**Prompt 1:**
Reproduce the passage of the forum thread on LLMs between "13. creativenolo ◴[14" and "be easily automated.", inclusive.
**Prompt 2:**
Please write a continuation of the forum thread on LLMs, picking up after its final line.

**Text shown:**
▬▬▬▬▬▬▬▬▬▬
13. creativenolo ◴[14 Nov 24 21:40 UTC] No.42141522[source]▶

>>42140135 (TP) #

> holding on of building things waiting for "that next big update", but there a so many small, annoying tasks that can be easily automated.

Also we only hear / see the examples that are meant to scale. Startups typically offer up something transformative, ready to soak up a segment of a market. And that’s hard with the current state of LLMs. When you try their offerings, it’s underwhelming. But there is richer, more nuanced hard to reach fruits that are extremely interesting - but it’s not clear where they’d scale in and of themselves.

14. kozikow ◴[14 Nov 24 22:11 UTC] No.42141760[source]▶

>>42140135 (TP) #

> "The theory behind these models so aggressively lags the engineering"

The problem is that 99% of theories are hard to scale.

I am not an expert, as I work adjacent to this field, but I see the inverse - dumbing down theory to increase parallelism/scalability.

15. saalweachter ◴[14 Nov 24 22:45 UTC] No.42142016[source]▶

>>42141284 #

Any email you trust an LLM to write is one you probably don't need to send.
▬▬▬▬▬▬▬▬▬▬
**Dataset extract:**
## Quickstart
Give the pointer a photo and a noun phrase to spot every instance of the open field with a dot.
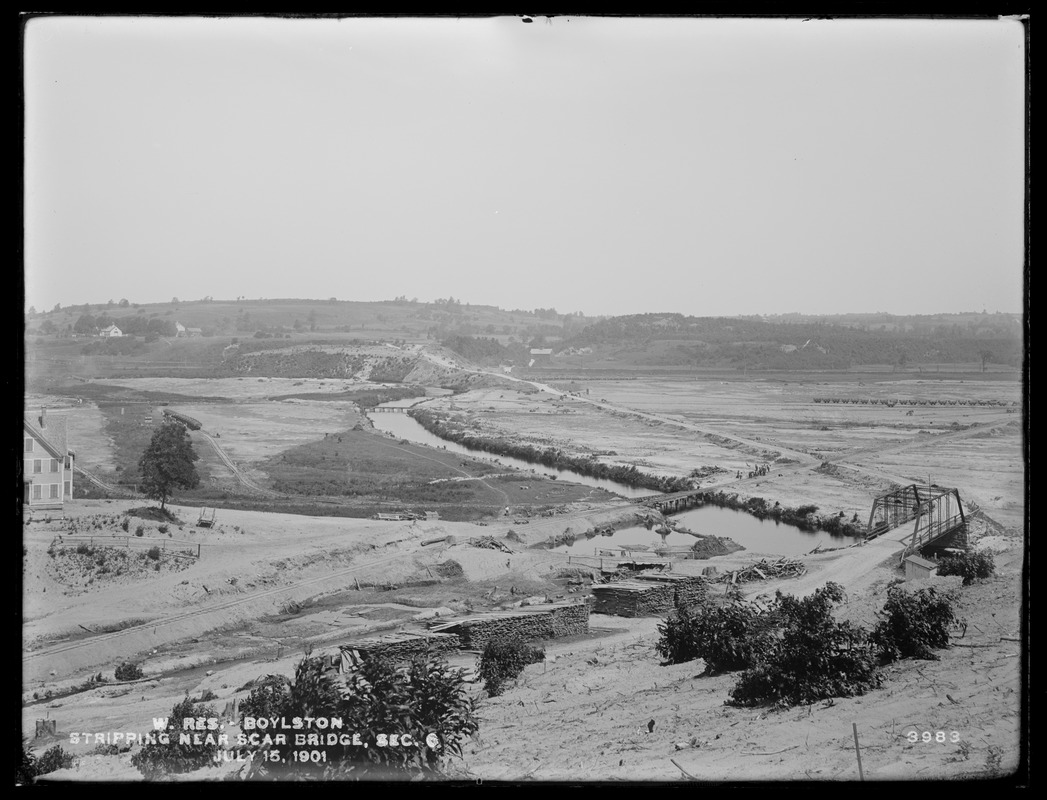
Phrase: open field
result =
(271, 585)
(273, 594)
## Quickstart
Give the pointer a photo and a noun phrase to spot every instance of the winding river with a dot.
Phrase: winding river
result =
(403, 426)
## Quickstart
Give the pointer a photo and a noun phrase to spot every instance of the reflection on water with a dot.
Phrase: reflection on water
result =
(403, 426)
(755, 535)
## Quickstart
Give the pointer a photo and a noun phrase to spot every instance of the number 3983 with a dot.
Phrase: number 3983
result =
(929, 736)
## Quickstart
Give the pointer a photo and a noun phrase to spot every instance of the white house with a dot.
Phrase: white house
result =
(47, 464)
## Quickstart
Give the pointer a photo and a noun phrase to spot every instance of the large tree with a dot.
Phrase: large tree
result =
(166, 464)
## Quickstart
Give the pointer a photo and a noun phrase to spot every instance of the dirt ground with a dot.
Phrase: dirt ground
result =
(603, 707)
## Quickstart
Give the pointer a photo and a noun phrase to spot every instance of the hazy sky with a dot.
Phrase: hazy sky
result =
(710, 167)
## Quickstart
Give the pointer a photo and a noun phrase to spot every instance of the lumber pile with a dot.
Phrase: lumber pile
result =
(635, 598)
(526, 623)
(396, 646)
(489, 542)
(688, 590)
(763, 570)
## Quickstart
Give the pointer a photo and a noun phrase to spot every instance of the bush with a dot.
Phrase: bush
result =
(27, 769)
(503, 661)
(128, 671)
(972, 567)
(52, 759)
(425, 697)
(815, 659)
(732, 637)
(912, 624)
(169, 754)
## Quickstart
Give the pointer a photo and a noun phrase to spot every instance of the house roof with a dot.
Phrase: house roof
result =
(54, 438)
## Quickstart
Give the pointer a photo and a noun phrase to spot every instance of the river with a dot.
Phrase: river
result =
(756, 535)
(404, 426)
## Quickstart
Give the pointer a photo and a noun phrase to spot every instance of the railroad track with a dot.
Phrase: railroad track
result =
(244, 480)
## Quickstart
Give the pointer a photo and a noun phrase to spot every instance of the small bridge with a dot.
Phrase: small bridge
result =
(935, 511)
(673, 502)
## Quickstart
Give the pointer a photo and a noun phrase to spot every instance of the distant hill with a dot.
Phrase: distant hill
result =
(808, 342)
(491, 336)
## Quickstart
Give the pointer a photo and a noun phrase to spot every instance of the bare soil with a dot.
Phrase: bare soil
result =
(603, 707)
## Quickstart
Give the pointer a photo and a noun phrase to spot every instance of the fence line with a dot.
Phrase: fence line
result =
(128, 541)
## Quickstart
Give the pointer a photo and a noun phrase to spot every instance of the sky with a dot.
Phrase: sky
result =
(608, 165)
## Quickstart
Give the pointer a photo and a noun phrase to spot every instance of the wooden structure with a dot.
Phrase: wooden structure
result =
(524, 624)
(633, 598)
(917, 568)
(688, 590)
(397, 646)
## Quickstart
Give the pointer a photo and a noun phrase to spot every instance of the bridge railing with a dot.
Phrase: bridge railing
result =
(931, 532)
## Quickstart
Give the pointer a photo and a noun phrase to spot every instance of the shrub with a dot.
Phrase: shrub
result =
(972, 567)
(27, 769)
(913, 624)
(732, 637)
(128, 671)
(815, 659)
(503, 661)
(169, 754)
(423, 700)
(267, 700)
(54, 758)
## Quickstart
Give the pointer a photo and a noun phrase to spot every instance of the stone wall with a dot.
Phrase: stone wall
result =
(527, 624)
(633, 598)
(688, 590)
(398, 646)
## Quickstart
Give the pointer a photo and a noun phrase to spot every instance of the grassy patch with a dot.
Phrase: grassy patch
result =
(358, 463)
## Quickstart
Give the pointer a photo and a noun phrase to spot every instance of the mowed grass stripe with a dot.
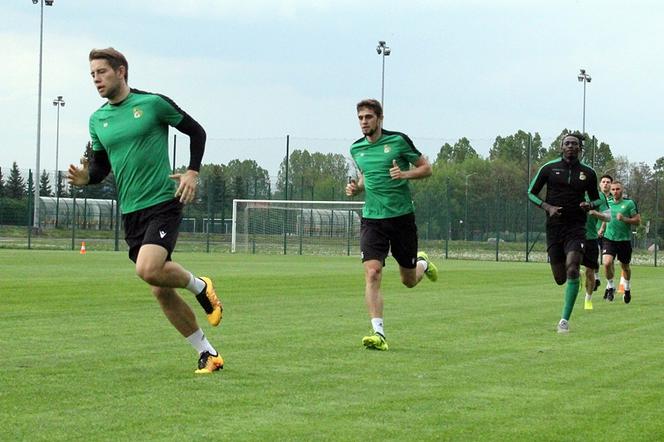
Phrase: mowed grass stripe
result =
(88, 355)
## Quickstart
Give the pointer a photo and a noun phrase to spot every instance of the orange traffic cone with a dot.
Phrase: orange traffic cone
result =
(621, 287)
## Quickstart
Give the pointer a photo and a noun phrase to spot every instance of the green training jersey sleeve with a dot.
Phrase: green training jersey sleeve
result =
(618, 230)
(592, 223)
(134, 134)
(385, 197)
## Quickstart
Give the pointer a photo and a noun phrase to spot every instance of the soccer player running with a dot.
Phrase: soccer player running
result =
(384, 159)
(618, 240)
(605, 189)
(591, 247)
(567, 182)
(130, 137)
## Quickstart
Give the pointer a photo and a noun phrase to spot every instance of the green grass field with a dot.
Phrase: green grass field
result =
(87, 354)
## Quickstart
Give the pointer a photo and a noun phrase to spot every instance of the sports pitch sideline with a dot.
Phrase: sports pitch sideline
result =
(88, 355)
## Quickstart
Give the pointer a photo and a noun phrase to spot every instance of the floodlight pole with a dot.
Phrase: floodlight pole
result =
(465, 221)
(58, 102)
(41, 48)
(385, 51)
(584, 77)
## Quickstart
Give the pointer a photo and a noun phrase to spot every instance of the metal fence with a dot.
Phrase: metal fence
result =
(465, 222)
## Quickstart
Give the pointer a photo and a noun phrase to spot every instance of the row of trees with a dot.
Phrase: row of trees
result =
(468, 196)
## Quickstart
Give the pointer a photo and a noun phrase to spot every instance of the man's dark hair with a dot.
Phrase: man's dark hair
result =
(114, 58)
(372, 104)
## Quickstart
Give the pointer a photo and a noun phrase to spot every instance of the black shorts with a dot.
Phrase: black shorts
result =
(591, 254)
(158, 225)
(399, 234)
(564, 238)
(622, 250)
▬▬▬▬▬▬▬▬▬▬
**Task output 1:**
13. creativenolo ◴[14 Nov 24 21:40 UTC] No.42141522[source]▶

>>42140135 (TP) #

> holding on of building things waiting for "that next big update", but there a so many small, annoying tasks that can be easily automated.

**Task output 2:**
replies(1): >>42142611 #

16. dheera ◴[14 Nov 24 23:36 UTC] No.42142470[source]▶

>>42140135 (TP) #

Exactly, I think the current crop of models is capable of solving a lot of non-first-world problems. Many of them don't need full AGI to solve, especially if we start thinking outside Silicon Valley.

17. Tagbert ◴[14 Nov 24 23:55 UTC] No.42142611{3}[source]▶

>>42142016 #

Glib but the reality is that there are lots of cases where you can use an AI in writing but don’t need to entrust it with the whole job blindly.

I mostly use AIs in writing as a glorified grammar checker that sometimes suggests alternate phrasing. I do the initial writing and send it to an AI for review. If I like the suggestions I may incorporate some. Others I ignore.

The only times I use it to write is when I have something like a status report and I’m having a hard time phrasing things. Then I may write a series of bullet points and send that through an AI to flesh it out. Again, that is just the first stage and I take that and do editing to get what I want.

It’s just a tool, not a creator.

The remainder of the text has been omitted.